* Action item *
Quote the entire commentary on Fleming's 'Casino Royale' below, word for word.

Thus far, we have met Bond and M. and know quite a bit about Le Chiffre. The plan, as devised by Head of S., is approved and Bond will execute it. Everything looks promising in France, right up to the point that Bond is reunited with his friend Rene Mathis, who boisterously informs him that his cover is blown. More 'bad' news for Bond: his assistant from London is a pretty female. The idea doesn't sit well with Bond, and Fleming thoroughly relays Bond's displeasure. A nice history of the 'Casino Royale' is detailed at the beginning of Chapter 5. Then we learn about Bond's 4.5 litre Bentley...which he purchased in 1933. If you are a reader of later Fleming Bond novels, particularly 'You Only Live Twice', this date will cause you to stop and wonder how old Bond supposedly was in 1933 when he bought the car.
And then we meet Vesper. It is during Fleming's description of her that I realized there is nary a page where there is no mention of color or other sense used in conveying a scene or person. Vesper Lynd herself is vividly described. This is more evidence of Fleming's journalistic instinct for thoroughly describing every minute detail (tactfully embelleshed for juicing up a thriller) as part of telling the whole story.
Another excellent sample of Fleming's descriptive style immediately follows, as a terrifying public incident occurs. In the world of Bond films, explosions and death-defying stunts happen left and right so that we're pretty much used to them. The passages in 'Casino Royale' detailing the single explosion in a park, the flash, the exploding glass, the smell of detonated explosives, the smell of 'roast mutton'---it all reads like the first-hand account of a suicide bombing ripped from the pages of a recent newspaper. This is not something one reads and enjoys the way one enjoys watching a modern Bond film. But it is wickedly engrossing.

* Source information *

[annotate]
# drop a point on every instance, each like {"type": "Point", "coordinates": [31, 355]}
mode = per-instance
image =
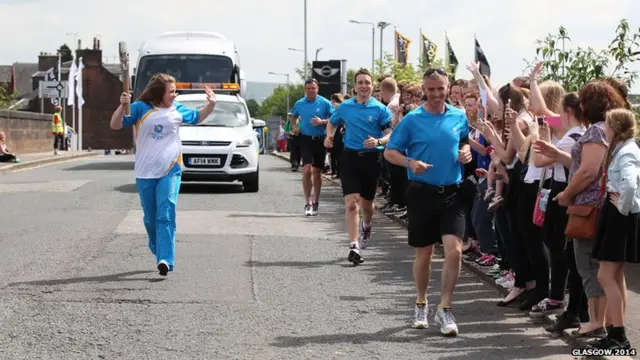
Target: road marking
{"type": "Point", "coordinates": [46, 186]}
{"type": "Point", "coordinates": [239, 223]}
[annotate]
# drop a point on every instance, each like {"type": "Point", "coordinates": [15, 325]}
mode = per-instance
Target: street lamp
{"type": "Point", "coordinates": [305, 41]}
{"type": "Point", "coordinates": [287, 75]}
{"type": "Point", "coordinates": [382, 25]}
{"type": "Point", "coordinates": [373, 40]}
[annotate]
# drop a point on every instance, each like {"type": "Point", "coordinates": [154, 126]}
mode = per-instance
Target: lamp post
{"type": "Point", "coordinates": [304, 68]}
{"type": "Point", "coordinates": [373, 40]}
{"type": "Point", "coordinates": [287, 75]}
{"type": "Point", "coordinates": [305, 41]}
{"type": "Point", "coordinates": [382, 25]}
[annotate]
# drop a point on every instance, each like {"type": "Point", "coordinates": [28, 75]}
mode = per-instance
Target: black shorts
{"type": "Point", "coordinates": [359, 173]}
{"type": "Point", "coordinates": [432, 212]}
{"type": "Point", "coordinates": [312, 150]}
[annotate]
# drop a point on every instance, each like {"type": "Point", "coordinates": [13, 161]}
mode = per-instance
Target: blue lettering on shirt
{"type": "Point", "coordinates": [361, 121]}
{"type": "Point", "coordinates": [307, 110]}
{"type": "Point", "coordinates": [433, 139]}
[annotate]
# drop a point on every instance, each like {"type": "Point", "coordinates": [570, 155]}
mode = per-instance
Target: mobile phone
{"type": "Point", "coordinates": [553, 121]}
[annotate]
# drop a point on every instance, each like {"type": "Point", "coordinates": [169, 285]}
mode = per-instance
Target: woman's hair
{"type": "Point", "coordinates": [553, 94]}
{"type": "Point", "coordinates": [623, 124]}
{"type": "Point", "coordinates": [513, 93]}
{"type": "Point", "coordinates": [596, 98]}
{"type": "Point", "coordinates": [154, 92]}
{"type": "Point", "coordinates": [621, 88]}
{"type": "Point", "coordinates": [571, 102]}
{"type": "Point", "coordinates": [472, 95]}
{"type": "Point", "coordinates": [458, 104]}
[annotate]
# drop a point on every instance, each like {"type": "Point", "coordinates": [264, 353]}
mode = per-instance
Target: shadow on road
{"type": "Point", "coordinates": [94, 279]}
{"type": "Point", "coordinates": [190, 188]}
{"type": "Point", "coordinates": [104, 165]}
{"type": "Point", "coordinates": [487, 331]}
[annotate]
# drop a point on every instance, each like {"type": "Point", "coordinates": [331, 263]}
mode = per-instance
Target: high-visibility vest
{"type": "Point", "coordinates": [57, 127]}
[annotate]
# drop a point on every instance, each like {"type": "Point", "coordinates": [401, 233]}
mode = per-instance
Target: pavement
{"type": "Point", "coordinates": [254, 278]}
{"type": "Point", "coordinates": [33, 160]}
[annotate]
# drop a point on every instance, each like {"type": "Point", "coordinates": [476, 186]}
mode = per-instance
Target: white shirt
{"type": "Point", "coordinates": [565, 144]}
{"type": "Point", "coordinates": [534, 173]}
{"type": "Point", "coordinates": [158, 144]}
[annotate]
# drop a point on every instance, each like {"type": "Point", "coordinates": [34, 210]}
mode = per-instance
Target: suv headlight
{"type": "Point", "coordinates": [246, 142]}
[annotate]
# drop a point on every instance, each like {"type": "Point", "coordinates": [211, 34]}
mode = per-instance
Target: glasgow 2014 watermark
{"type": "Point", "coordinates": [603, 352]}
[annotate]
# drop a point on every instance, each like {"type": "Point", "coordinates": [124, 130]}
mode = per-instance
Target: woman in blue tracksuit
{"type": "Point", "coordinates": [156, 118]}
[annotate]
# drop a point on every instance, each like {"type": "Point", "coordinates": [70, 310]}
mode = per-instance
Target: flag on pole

* Result *
Thus far, we have met Bond and M. and know quite a bit about Le Chiffre. The plan, as devised by Head of S., is approved and Bond will execute it. Everything looks promising in France, right up to the point that Bond is reunited with his friend Rene Mathis, who boisterously informs him that his cover is blown. More 'bad' news for Bond: his assistant from London is a pretty female. The idea doesn't sit well with Bond, and Fleming thoroughly relays Bond's displeasure. A nice history of the 'Casino Royale' is detailed at the beginning of Chapter 5. Then we learn about Bond's 4.5 litre Bentley...which he purchased in 1933. If you are a reader of later Fleming Bond novels, particularly 'You Only Live Twice', this date will cause you to stop and wonder how old Bond supposedly was in 1933 when he bought the car.
And then we meet Vesper. It is during Fleming's description of her that I realized there is nary a page where there is no mention of color or other sense used in conveying a scene or person. Vesper Lynd herself is vividly described. This is more evidence of Fleming's journalistic instinct for thoroughly describing every minute detail (tactfully embelleshed for juicing up a thriller) as part of telling the whole story.
Another excellent sample of Fleming's descriptive style immediately follows, as a terrifying public incident occurs. In the world of Bond films, explosions and death-defying stunts happen left and right so that we're pretty much used to them. The passages in 'Casino Royale' detailing the single explosion in a park, the flash, the exploding glass, the smell of detonated explosives, the smell of 'roast mutton'---it all reads like the first-hand account of a suicide bombing ripped from the pages of a recent newspaper. This is not something one reads and enjoys the way one enjoys watching a modern Bond film. But it is wickedly engrossing.